● EXERCISE: Leave out the pictures and print precisely the lines from the line with "Can you spot the dark water" to the final line of the entries, both ends included.

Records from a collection

----

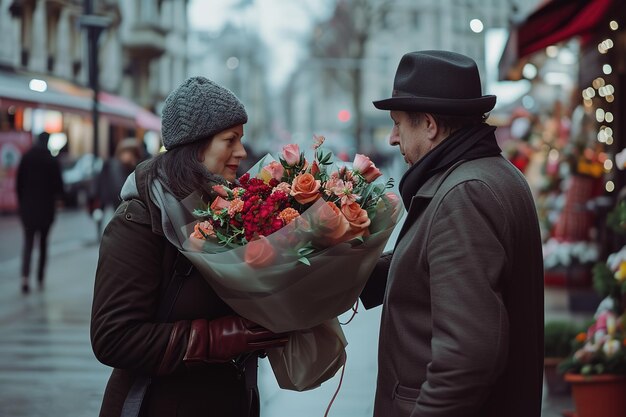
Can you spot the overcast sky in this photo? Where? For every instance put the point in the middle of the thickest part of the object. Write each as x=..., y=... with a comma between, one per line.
x=283, y=24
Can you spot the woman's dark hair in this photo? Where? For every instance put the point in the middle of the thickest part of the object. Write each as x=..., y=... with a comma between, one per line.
x=180, y=170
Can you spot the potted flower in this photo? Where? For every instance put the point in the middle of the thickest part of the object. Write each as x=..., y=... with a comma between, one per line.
x=558, y=337
x=597, y=368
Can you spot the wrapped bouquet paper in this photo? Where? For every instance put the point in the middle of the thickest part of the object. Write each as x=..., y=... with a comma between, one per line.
x=291, y=247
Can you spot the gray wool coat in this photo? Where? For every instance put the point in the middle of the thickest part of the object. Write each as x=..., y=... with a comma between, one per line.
x=462, y=321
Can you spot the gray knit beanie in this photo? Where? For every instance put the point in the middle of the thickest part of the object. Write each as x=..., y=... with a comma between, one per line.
x=199, y=109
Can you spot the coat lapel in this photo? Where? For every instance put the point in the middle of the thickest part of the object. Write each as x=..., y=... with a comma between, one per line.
x=420, y=201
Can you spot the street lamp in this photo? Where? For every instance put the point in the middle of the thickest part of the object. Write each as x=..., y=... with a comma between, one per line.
x=95, y=25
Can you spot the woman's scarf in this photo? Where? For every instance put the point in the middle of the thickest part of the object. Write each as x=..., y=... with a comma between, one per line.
x=173, y=211
x=465, y=144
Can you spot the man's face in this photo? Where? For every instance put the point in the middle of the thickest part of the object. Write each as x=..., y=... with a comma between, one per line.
x=412, y=136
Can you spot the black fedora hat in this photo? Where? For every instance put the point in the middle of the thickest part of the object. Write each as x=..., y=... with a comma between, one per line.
x=439, y=82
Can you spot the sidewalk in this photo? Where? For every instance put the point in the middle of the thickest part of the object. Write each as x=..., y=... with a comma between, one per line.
x=47, y=367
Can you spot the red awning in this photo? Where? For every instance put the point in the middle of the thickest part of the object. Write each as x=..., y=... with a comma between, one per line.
x=65, y=96
x=143, y=118
x=554, y=21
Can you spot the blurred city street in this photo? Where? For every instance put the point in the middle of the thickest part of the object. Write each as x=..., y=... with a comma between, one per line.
x=47, y=367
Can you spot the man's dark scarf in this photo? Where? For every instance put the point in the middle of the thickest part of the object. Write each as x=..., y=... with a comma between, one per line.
x=465, y=144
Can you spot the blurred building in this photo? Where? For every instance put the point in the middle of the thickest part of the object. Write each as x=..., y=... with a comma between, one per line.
x=238, y=59
x=45, y=78
x=355, y=53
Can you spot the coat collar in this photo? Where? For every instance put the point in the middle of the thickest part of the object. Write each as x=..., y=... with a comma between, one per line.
x=420, y=201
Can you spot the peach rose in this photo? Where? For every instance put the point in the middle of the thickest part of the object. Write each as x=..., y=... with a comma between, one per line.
x=357, y=217
x=288, y=215
x=235, y=206
x=219, y=204
x=272, y=170
x=201, y=231
x=259, y=253
x=305, y=188
x=330, y=226
x=291, y=154
x=364, y=166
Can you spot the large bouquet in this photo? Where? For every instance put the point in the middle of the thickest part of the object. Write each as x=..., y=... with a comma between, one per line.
x=291, y=246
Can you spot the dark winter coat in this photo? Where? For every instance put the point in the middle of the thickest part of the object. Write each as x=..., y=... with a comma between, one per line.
x=462, y=321
x=38, y=185
x=135, y=263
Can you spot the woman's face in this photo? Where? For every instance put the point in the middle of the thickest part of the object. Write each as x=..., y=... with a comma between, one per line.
x=224, y=152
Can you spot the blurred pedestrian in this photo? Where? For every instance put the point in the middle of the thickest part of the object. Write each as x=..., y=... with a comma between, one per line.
x=176, y=347
x=111, y=178
x=462, y=293
x=39, y=184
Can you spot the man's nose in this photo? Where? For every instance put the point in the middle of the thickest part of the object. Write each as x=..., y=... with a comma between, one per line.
x=394, y=139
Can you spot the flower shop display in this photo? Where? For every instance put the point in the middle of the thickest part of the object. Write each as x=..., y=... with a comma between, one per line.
x=558, y=336
x=596, y=367
x=290, y=246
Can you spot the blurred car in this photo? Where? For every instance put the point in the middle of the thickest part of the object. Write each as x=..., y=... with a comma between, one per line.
x=79, y=176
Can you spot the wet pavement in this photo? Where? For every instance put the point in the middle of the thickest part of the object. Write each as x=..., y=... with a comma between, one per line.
x=47, y=367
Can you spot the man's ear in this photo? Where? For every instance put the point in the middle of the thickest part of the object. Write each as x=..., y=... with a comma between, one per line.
x=432, y=128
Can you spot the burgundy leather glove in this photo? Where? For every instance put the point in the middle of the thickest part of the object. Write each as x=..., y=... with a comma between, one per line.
x=223, y=339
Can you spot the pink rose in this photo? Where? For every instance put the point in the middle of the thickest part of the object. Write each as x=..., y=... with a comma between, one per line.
x=219, y=204
x=259, y=253
x=364, y=166
x=331, y=226
x=272, y=170
x=315, y=168
x=305, y=188
x=357, y=217
x=291, y=154
x=220, y=190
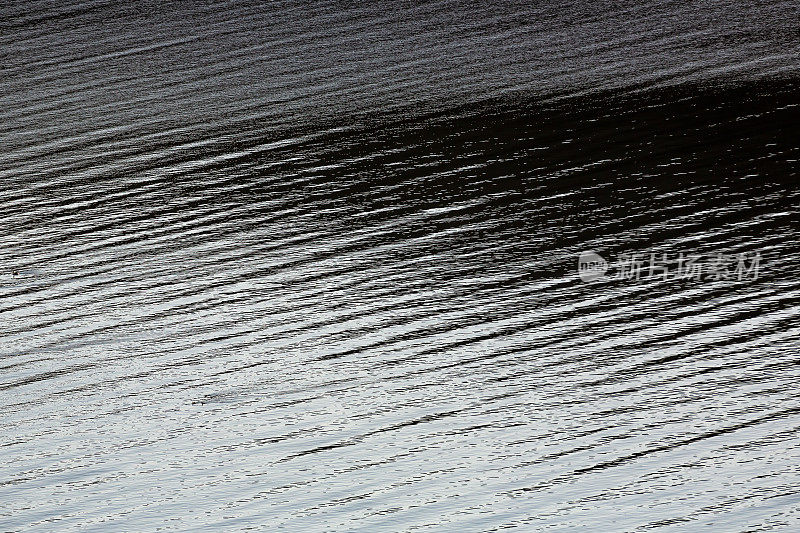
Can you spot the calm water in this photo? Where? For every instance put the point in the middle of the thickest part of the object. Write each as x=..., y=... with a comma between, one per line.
x=313, y=267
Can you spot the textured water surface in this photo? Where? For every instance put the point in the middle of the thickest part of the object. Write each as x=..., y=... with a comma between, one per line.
x=313, y=267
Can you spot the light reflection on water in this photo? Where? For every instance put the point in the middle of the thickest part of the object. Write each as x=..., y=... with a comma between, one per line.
x=277, y=278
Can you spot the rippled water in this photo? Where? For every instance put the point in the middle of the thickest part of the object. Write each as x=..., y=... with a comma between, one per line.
x=314, y=267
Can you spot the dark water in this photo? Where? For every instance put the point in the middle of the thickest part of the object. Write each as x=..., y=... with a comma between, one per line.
x=313, y=267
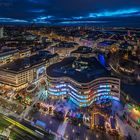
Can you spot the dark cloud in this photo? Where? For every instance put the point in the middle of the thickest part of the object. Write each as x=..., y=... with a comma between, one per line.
x=41, y=10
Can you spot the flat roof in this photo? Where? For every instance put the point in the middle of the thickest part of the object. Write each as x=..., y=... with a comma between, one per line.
x=65, y=68
x=25, y=63
x=83, y=50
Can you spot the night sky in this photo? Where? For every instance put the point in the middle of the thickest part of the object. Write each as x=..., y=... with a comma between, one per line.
x=40, y=11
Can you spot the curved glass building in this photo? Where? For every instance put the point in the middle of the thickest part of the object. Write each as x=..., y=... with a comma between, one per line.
x=84, y=80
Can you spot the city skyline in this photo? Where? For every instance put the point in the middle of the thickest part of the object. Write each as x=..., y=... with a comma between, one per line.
x=46, y=11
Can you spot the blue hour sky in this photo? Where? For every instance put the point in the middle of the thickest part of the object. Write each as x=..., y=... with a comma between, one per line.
x=40, y=11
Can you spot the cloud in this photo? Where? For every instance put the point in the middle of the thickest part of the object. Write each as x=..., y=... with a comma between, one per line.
x=45, y=10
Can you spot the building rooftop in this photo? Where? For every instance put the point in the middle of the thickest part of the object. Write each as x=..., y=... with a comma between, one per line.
x=25, y=63
x=83, y=70
x=83, y=50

----

● EXPECTED ANSWER:
Can you spot the dark water in this photo? Where? For every instance put the point in the middle of the thickest part of the object. Write each as x=..., y=... with a comma between, one per line.
x=313, y=267
Can you spot the dark cloud in this photo? Where? For every instance put the point in the middle of the thickest part of the object. Write each as x=..., y=... with a comma between, one per line.
x=41, y=10
Can you spot the flat roof in this photo? Where? For every instance put the point in the middle of the thickest part of the object. Write each as x=..., y=... with a comma between, one per line.
x=65, y=68
x=25, y=63
x=83, y=50
Can you spot the night sky in this photo? Where? For every instance put the point in the middle of the thickest part of the object. Write each as x=..., y=... with a comma between, one per line.
x=40, y=11
Can you spot the curved glass building in this photo? Where? For every instance put the point in the middle of the thickest part of the object. Write each as x=..., y=... with a comma between, one per line.
x=84, y=80
Can you spot the city skyline in this photo? Where? For every instance put the point in the middle of the thickest part of the object. Write each as x=..., y=... with a comma between, one per line.
x=46, y=11
Can you spot the blue hour sky in this photo? Where? For every instance put the point in the middle of the thickest part of the object. Write each as x=..., y=... with a comma between, one per line.
x=40, y=11
Can you spot the cloud in this photo? Where? For every instance put the point in the middle of the thickest part of the object. Write each as x=..., y=... with a comma between, one per line.
x=45, y=10
Can you spot the building rooftop in this photo? Where? For every instance put the point in the middle of the thickest part of the object. Write each as x=..., y=... with a comma between, one per line.
x=25, y=63
x=83, y=70
x=83, y=50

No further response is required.